=== Aufgaben ===
**1)** Wo findet das Gespräch im Interview mit Melody Gardot statt?
**2)** Prüfe bitte, ob die folgenden Aussagen zum Interview mit Melody Gardot passen: (a) Melody Gardot ist 23 Jahre alt. (b) Der Unfall der Sängerin liegt fünf Jahre zurück. (c) Im Haar der Sängerin steckt eine Blumenblüte. Antworte jeweils mit Ja oder Nein und zitiere die entscheidenden Worte.
======== Ausgewählter Auszug ========
30. April 2009

"Ich habe einfach eine alte Seele"

Interview geführt von

Die erst 23-jährige Melody Gardot gilt als Ausnahmetalent des Jazz. Im Gespräch mit laut.de reflektiert sie den Umgang mit ihrem schweren Unfall und erläutert persönliche Philosophien über Leben und Lieben.Unter dem wolkenfreien, hellblauen Hamburger Himmel wiegen sich sommerverheißende Brisen durch eine heitere Stadt-Atmosphäre. Ich bin auf dem Weg zum Interview mit Melody Gardot im Radisson SAS-Hotel. Wegen der gesundheitlichen Beschränkungen der Sängerin, verursacht durch einen schweren, unverschuldeten Unfall vor drei Jahren, der sie fast das Leben kostete, betrete ich die Lobby geschieht mit durchaus gemischten Gefühlen.

Im Vorfeld las ich von Interviews in abgedunkelten Zimmern und bin darauf vorbereitet, auf eine Künstlerin zu treffen, die mit allerlei körperlichen Handicaps zu kämpfen hat und sich vielleicht eher introvertiert präsentiert.

Vorab kannte ich Melody Gardot nur von den offiziellen Promotion-Fotos. Sie vermittelten, besonders durch die dunkle, undurchlässige Brille, den Eindruck einer vielleicht distanzierten, gar kühlen und womöglich spröden Gesprächspartnerin.

Doch das Interview findet nicht in einem Hotelzimmer statt - sondern im angrenzenden, blühenden Stadtpark. Vor mir steht eine Frau mit leuchtender, wallend blonder Mähne, bekleidet mit einem romantisch verzierten Minirock. Ein Tuch ist um den Hals drapiert, und im Haar steckt eine Blumenblüte. Die Brille ist dezent getönt und offenbart aufmerksame Augen. Melody sagt "Hallo", reicht mir die Hand mit einem offenen, einladenden Lächeln.

Wir machen uns kurz bekannt, und sie schlägt vor, tiefer in den Park zu gehen, um das Gespräch auf einer ruhig gelegenen Bank zu führen. Nichts in ihrem sanften Gang ließe auf die Folgen ihres Unfalls schließen, wäre da nicht der Gehstock, der sich in den Sand des Kieswegs senkt. "Schau," sagt sie nach kurzer Zeit, und deutet in eine kleine, von alten Bäumen umsäumte, verschwiegene Ecke, "das wäre doch ein schöner Platz!" Vor der Bank leuchtet ein üppiges Blumen-Arrangement, von irgendwo plätschert ein kleiner Wasserlauf, und wir setzen uns.
======== Eintragsliste ========
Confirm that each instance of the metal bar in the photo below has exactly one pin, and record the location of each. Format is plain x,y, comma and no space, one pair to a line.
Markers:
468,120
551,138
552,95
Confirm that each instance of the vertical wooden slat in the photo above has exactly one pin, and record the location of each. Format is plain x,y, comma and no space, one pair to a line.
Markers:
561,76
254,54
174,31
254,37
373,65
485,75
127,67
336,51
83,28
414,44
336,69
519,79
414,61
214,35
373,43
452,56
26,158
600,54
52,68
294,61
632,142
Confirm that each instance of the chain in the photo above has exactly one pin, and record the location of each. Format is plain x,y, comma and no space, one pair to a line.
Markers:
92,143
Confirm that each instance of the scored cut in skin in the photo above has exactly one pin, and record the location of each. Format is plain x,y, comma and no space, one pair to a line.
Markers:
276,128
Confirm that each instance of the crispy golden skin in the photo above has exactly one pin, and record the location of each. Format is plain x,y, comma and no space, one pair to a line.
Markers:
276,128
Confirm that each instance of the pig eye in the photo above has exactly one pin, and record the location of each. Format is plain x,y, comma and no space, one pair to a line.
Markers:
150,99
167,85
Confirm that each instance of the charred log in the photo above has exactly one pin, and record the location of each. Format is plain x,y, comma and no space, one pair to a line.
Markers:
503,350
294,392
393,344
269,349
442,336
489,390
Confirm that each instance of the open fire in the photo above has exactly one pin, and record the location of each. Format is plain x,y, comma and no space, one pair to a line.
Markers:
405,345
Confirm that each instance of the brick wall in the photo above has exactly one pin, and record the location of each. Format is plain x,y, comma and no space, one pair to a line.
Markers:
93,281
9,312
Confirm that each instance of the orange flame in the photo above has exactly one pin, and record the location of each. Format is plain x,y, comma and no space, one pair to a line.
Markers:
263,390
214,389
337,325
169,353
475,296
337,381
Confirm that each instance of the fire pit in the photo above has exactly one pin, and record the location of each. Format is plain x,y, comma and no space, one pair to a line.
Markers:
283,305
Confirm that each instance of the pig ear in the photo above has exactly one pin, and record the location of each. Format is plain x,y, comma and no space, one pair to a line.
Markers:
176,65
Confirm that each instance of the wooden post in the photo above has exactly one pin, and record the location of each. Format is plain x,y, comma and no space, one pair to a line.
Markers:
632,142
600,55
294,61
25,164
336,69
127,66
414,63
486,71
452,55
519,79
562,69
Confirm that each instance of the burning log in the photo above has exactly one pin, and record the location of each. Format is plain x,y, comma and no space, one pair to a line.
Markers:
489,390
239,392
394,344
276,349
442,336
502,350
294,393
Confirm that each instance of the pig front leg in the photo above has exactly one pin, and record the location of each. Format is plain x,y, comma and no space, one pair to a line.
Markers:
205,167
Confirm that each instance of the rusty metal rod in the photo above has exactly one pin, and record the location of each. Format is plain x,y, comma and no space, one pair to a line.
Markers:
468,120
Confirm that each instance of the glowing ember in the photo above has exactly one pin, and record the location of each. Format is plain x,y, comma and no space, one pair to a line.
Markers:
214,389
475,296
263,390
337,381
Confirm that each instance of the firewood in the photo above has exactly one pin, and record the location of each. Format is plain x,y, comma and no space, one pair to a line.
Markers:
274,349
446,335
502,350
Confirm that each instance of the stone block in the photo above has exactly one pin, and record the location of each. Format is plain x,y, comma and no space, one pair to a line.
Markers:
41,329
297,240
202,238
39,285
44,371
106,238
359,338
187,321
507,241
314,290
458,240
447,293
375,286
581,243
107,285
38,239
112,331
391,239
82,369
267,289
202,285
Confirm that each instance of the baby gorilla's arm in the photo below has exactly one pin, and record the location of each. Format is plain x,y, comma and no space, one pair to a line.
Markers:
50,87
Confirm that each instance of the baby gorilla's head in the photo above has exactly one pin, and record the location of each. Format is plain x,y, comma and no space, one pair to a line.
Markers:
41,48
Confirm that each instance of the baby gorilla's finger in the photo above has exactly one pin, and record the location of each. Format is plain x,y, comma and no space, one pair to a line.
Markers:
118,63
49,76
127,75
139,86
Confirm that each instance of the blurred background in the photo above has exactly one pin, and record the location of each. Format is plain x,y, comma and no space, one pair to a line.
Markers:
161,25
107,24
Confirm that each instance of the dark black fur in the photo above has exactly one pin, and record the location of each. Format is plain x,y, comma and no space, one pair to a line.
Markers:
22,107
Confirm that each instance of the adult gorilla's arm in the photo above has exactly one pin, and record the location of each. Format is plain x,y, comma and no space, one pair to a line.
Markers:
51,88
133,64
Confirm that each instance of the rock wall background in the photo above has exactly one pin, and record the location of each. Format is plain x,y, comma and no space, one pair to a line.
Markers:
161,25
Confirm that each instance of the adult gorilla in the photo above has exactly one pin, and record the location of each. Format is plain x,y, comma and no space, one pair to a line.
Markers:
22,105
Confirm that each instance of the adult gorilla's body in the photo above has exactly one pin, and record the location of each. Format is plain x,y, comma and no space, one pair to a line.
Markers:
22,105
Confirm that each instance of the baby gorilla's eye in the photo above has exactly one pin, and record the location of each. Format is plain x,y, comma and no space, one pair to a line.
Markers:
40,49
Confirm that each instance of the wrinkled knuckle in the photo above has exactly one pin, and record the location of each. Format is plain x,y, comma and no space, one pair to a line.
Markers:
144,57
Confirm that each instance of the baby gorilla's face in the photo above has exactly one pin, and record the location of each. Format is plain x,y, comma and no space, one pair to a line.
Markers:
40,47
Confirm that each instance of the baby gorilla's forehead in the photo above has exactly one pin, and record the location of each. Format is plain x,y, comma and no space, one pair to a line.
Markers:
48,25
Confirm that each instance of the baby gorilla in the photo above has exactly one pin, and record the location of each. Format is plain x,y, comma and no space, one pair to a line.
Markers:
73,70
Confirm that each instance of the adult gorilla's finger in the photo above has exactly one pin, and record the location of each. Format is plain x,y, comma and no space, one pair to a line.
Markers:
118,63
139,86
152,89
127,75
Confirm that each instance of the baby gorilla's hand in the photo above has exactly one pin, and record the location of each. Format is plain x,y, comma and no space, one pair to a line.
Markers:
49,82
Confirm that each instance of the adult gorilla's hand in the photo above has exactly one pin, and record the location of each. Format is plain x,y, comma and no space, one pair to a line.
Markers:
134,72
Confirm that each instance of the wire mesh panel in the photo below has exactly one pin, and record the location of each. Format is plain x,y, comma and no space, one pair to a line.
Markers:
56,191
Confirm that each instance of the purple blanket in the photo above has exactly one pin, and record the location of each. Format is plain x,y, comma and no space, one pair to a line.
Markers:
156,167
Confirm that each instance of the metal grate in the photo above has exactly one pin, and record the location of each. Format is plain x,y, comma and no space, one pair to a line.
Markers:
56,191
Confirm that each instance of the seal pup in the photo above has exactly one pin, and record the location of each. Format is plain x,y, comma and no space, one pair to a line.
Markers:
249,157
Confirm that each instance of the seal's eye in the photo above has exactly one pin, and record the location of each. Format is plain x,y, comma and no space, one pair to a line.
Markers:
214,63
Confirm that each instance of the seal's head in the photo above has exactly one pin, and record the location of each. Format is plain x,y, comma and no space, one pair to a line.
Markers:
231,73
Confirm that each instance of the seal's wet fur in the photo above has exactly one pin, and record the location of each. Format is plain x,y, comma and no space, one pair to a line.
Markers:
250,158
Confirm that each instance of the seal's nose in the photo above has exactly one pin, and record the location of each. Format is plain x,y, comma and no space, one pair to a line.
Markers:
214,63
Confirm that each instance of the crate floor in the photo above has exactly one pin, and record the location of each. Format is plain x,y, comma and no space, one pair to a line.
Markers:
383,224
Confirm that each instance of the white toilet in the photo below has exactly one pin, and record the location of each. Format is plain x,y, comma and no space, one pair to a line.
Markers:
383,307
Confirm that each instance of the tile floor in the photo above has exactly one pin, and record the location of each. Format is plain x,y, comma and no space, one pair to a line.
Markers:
========
=== Lösungen ===
**1)** Im angrenzenden Stadtpark, auf einer ruhig gelegenen Bank.

**2)**
(a) Ja: „Die erst 23-jährige Melody Gardot“
(b) Nein: „vor drei Jahren“
(c) Ja: „im Haar steckt eine Blumenblüte“